Point localization data
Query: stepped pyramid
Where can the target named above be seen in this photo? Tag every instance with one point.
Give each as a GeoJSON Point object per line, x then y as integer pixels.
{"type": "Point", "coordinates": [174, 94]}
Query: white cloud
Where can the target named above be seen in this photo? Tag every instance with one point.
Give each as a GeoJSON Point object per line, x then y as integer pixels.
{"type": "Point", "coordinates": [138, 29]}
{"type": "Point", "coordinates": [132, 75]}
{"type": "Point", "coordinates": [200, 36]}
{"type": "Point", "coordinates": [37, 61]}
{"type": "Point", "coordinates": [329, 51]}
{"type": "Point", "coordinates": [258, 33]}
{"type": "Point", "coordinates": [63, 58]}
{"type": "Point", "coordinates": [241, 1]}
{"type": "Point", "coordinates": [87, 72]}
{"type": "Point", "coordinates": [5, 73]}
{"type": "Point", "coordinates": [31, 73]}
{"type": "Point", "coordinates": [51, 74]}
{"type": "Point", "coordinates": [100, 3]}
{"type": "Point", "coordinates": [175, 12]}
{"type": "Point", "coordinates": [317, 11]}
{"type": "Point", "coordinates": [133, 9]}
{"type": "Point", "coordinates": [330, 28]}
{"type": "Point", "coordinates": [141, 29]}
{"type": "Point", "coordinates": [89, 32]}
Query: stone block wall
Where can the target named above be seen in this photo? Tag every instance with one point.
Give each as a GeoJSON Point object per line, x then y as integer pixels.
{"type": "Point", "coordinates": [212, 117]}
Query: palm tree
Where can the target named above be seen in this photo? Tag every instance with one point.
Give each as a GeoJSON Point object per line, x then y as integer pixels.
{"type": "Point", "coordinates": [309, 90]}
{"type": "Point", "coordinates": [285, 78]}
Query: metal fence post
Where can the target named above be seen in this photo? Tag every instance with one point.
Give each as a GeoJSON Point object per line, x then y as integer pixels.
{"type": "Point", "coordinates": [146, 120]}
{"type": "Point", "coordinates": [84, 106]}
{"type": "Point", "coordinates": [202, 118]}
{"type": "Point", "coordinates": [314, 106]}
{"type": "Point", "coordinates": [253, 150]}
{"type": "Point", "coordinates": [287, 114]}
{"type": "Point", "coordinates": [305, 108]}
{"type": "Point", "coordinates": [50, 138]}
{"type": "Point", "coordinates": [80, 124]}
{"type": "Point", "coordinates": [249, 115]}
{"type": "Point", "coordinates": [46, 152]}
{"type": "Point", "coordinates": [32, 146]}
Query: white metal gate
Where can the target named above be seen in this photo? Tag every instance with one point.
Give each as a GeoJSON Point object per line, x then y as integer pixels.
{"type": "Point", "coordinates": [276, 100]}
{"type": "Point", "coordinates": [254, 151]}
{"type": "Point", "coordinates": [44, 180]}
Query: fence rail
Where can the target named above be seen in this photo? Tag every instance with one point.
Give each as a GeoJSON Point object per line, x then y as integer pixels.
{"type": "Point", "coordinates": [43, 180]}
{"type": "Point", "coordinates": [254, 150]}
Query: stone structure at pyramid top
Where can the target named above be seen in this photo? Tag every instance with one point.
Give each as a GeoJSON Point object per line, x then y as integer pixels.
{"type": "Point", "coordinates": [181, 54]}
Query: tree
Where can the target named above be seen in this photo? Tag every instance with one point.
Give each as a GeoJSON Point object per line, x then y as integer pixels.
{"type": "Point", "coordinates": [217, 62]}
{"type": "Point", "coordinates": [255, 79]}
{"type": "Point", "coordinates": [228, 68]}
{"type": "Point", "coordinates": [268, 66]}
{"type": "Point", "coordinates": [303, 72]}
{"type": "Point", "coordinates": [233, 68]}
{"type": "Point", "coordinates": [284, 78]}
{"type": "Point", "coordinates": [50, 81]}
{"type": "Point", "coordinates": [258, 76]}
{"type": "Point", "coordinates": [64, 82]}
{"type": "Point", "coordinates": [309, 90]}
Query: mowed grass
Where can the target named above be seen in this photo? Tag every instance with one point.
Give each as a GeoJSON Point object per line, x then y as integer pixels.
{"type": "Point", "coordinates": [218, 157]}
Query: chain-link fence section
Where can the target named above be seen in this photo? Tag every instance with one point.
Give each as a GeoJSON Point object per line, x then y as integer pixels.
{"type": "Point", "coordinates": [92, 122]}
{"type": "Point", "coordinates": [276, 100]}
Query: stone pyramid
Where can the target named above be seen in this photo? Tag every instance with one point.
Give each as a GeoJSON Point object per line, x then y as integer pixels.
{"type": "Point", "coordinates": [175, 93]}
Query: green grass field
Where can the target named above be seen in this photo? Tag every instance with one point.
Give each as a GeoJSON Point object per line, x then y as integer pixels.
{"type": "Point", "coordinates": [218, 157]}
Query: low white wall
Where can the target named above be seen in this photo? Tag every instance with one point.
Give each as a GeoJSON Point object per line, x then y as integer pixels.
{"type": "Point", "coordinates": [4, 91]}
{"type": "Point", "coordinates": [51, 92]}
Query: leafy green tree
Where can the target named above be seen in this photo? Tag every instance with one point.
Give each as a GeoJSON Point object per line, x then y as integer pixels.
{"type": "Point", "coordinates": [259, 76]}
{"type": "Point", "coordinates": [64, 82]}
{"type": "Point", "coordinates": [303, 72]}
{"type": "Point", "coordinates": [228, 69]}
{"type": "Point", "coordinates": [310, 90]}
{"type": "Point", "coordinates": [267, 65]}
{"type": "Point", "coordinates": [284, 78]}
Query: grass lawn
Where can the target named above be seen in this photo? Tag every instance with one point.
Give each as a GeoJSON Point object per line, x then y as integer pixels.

## REQUIRED WORK
Each of the records is to be written out again exactly.

## ANSWER TO THIS PROBLEM
Query: stepped pyramid
Where can the target named above be seen in this photo? Tag every instance with one point.
Give each as a GeoJSON Point object per line, x then y as integer pixels.
{"type": "Point", "coordinates": [174, 94]}
Query: white cloud
Where can the target named above be seen in this photo? Tag every instance with one point.
Give each as a GeoJSON Point object per line, x then y as integer pixels.
{"type": "Point", "coordinates": [138, 29]}
{"type": "Point", "coordinates": [132, 75]}
{"type": "Point", "coordinates": [200, 36]}
{"type": "Point", "coordinates": [37, 61]}
{"type": "Point", "coordinates": [329, 51]}
{"type": "Point", "coordinates": [258, 33]}
{"type": "Point", "coordinates": [63, 58]}
{"type": "Point", "coordinates": [241, 1]}
{"type": "Point", "coordinates": [87, 72]}
{"type": "Point", "coordinates": [5, 73]}
{"type": "Point", "coordinates": [31, 73]}
{"type": "Point", "coordinates": [51, 74]}
{"type": "Point", "coordinates": [100, 3]}
{"type": "Point", "coordinates": [175, 12]}
{"type": "Point", "coordinates": [317, 11]}
{"type": "Point", "coordinates": [133, 9]}
{"type": "Point", "coordinates": [330, 28]}
{"type": "Point", "coordinates": [141, 29]}
{"type": "Point", "coordinates": [89, 32]}
Query: stone block wall
Where can the target named above be seen in this photo? Tag every instance with one point.
Give each as a GeoJSON Point object per line, x then y as integer pixels.
{"type": "Point", "coordinates": [212, 117]}
Query: palm tree
Where can the target named above be seen in this photo? Tag every instance with one point.
Give each as a GeoJSON Point object per line, x then y as integer pixels.
{"type": "Point", "coordinates": [309, 90]}
{"type": "Point", "coordinates": [285, 78]}
Query: metal fence post
Where can the target named above be seen in this photo? Tag every instance with one point.
Give each as a GeoJSON Point object per line, x then y as integer pixels.
{"type": "Point", "coordinates": [146, 120]}
{"type": "Point", "coordinates": [84, 106]}
{"type": "Point", "coordinates": [202, 118]}
{"type": "Point", "coordinates": [314, 106]}
{"type": "Point", "coordinates": [253, 150]}
{"type": "Point", "coordinates": [287, 114]}
{"type": "Point", "coordinates": [305, 108]}
{"type": "Point", "coordinates": [50, 138]}
{"type": "Point", "coordinates": [80, 124]}
{"type": "Point", "coordinates": [249, 115]}
{"type": "Point", "coordinates": [46, 152]}
{"type": "Point", "coordinates": [32, 146]}
Query: white metal gate
Where can the target named above be seen in this photo? Tag every instance with one point.
Give each as a GeoJSON Point object per line, x then y as integer pixels.
{"type": "Point", "coordinates": [276, 100]}
{"type": "Point", "coordinates": [254, 151]}
{"type": "Point", "coordinates": [44, 180]}
Query: fence rail
Where can the target named above be seen in this photo? Tag every instance with one point.
Give each as a GeoJSON Point object per line, x then y as integer pixels.
{"type": "Point", "coordinates": [43, 180]}
{"type": "Point", "coordinates": [254, 150]}
Query: stone structure at pyramid top
Where can the target named above be seen in this photo? Tag every instance with one point.
Give each as a GeoJSON Point object per line, x then y as integer pixels.
{"type": "Point", "coordinates": [181, 54]}
Query: tree
Where can the target named above be seen in this photo? Tag every instance with one point.
Give each as a GeoJSON Point object per line, x then y as integer pixels.
{"type": "Point", "coordinates": [217, 62]}
{"type": "Point", "coordinates": [255, 79]}
{"type": "Point", "coordinates": [228, 68]}
{"type": "Point", "coordinates": [268, 66]}
{"type": "Point", "coordinates": [303, 72]}
{"type": "Point", "coordinates": [233, 68]}
{"type": "Point", "coordinates": [284, 78]}
{"type": "Point", "coordinates": [50, 81]}
{"type": "Point", "coordinates": [258, 76]}
{"type": "Point", "coordinates": [64, 82]}
{"type": "Point", "coordinates": [309, 90]}
Query: mowed grass
Where can the target named above be seen in this photo? Tag every instance with one point.
Give each as a GeoJSON Point object per line, x then y as integer pixels.
{"type": "Point", "coordinates": [218, 157]}
Query: chain-link fence section
Where can the target named above be seen in this photo? Tag every instance with one point.
Give each as a GeoJSON Point object per line, x then y as integer pixels.
{"type": "Point", "coordinates": [92, 122]}
{"type": "Point", "coordinates": [276, 100]}
Query: stone pyramid
Where can the target named above be seen in this photo? Tag every instance with one point.
Give each as a GeoJSON Point object per line, x then y as integer pixels.
{"type": "Point", "coordinates": [175, 93]}
Query: green grass field
Where can the target named above be seen in this photo? Tag every instance with one point.
Give each as a GeoJSON Point object per line, x then y as integer pixels.
{"type": "Point", "coordinates": [218, 157]}
Query: low white wall
Where can the target named above be seen in this photo? Tag every instance with one point.
Give each as a GeoJSON Point object per line, x then y as integer pixels.
{"type": "Point", "coordinates": [4, 91]}
{"type": "Point", "coordinates": [51, 92]}
Query: leafy green tree
Where can the target named above be seen in this photo? Tag every instance with one point.
Give each as a GeoJSON Point object per line, x then y as integer pixels.
{"type": "Point", "coordinates": [259, 76]}
{"type": "Point", "coordinates": [64, 82]}
{"type": "Point", "coordinates": [303, 72]}
{"type": "Point", "coordinates": [228, 69]}
{"type": "Point", "coordinates": [310, 90]}
{"type": "Point", "coordinates": [267, 65]}
{"type": "Point", "coordinates": [284, 78]}
Query: grass lawn
Where can the target named above be seen in this photo? Tag every instance with one point.
Give each as a GeoJSON Point object per line, x then y as integer pixels.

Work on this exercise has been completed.